Selected passage:

--

Ministers propose Scottish minimum drink price of 45p
The Scottish government has announced that it wants alcohol to be sold at a minimum of 45p per unit.
The SNP's minimum price plan, which is contained in its Alcohol Bill, is an attempt to reduce consumption.
If agreed, the change would see a two-litre bottle of Tesco brand cider go from £1.32 to £3.80, while Asda whisky would rise from £9.20 to £12.60.
Opposition parties at Holyrood intend to unite to block the policy as they say it would hit responsible drinkers.
But Health Secretary Nicola Sturgeon has maintained that costs would only rise for high-strength products sold at rock-bottom prices.
According to the government's figures, there would be no change in the cost of brands like Bell's, Whyte & Mackay or Johnnie Walker, which all currently retail above £14.
MSPs in the Scottish Parliament voted for the principles of the Alcohol (Scotland) Bill in June.
But opposition parties, who have a majority, have vowed to remove plans for minimum pricing at a later date.
The bill will come before MSPs at the Stage 2 committee later in the month and ministers have decided to name the minimum 45p per unit price so that it can be included in those discussions.
Nicola Sturgeon said that by introducing a minimum 45p per unit price, there would be 50 fewer deaths in the first year after the policy was implemented, a £5.5m reduction in health care costs and 1,200 fewer hospital admissions from alcohol-related conditions.

--

Given data:

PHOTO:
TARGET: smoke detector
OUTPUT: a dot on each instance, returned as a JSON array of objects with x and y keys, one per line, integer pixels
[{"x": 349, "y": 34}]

--

About this exercise:
Continue the news report on Scotland's proposed minimum alcohol price from the point at which it stops. The material above is independent of the news report on Scotland's proposed minimum alcohol price.

Response area:
She said: "Getting the price right is vital for minimum pricing to work - too low and it will simply be ineffective.
"After careful consideration, we believe that 45p per unit is the right price.
"Our proposals have already won backing from respected health professionals at home and abroad and I hope, for the sake of our nation's health, they will also win the backing of the Scottish Parliament."
The minimum pricing move has received the backing of the British Medical Association in Scotland, the Royal College of Physicians and Alcohol Concern.
But it has been criticised by some drinks companies and the Scottish Retail Consortium, as well as opposition parties at Holyrood.
On Tuesday, the Scottish Labour Party's alcohol commission published its report into the alternatives to minimum pricing.
It recommended a UK-wide "floor price" for alcohol, which would ban drink sales below the total cost of production, duty and VAT.
The commission, which was chaired by Professor Sally Brown, called for duty rises to be the "main lever" for achieving price increases.
However, the health secretary said this UK-wide approach would "pass the buck to Westminster", and Alcohol Focus Scotland said it was unworkable because of the difficulty of calculating production costs.
The SNP's minimum price policy was first mooted in March 2009, but the Scottish government had, until now, failed to put a figure on how much would be charged.
It had stated that it must examine all of the evidence before coming to a final decision - although 40p per unit had been suggested.
Scottish Lib Dem justice spokesman Robert Brown said: "The SNP have taken a very narrow view of the whole process, totally ignoring much more effective solutions which would cover the entire UK, something which the coalition government is already considering.
"They clearly prefer a pricing mechanism that stops artificially at the border."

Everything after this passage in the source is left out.